- Texto extraído

Por: Mariluz Palacio Úsuga
Valeria tiene una mirada pícara y vivaz, es extrovertida y cálida. Juan Jo -como todos lo llaman- es un tanto enigmático, pero sus ojos grandes de un negro penetrante reflejan esperanza.
Cuando los conocí, los vi llegar con el ímpetu propio de su edad. Entonces yo acompañaba un curso de emprendimiento social y creativo diseñado por la organización inglesa In Place of War (y la Universidad de Manchester) e implementado por la corporación Lluvia de Orión en la Comuna 13 de Medellín. Ellos hacían parte del curso. A simple vista se observaban llenos de alegría, pero tras el brillo de sus miradas se escondía una historia difícil, a la que sin entender debieron enfrentarse desde niños.
Cuando les pregunto por su infancia la definen con una palabra: «mala», si se mira -como lo dice Valeria- «a ojos generales de una familia clásica». Crecieron viendo a sus padres «metidos» en los combos, siendo microtraficantes, pero también consumidores. Fue el trabajo y el medio «fácil» que escogieron para llevar el dinero a su casa.

- Requisitos de la tarea
De acuerdo con el texto sobre Valeria y Juan Jo, ¿por qué sus padres acabaron metidos en los combos como microtraficantes?

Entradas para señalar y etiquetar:
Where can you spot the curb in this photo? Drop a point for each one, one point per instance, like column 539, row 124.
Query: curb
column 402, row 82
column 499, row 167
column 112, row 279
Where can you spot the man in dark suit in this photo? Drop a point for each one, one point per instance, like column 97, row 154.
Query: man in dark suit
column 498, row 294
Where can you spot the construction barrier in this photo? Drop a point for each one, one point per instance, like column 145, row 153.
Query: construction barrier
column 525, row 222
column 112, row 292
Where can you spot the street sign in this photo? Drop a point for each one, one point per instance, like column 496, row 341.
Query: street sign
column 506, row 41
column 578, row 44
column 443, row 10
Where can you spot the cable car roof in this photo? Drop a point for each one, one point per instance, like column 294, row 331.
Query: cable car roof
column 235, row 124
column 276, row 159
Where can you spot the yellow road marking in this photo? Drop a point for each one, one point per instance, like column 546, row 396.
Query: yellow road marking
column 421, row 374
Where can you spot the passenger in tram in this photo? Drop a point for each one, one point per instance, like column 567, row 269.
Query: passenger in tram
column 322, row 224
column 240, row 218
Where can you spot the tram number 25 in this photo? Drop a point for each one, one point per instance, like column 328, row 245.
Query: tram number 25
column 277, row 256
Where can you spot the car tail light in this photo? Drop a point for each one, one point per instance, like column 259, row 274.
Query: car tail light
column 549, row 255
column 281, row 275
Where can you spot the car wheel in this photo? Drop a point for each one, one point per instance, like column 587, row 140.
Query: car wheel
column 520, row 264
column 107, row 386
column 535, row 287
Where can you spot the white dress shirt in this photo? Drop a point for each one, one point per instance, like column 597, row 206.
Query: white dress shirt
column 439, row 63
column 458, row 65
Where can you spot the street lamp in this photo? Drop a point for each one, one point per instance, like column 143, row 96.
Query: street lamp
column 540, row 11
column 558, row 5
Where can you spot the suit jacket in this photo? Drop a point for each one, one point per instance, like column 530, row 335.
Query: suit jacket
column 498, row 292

- Resultado obtenido
Fue el trabajo y el medio «fácil» que eligieron para llevar dinero a su casa.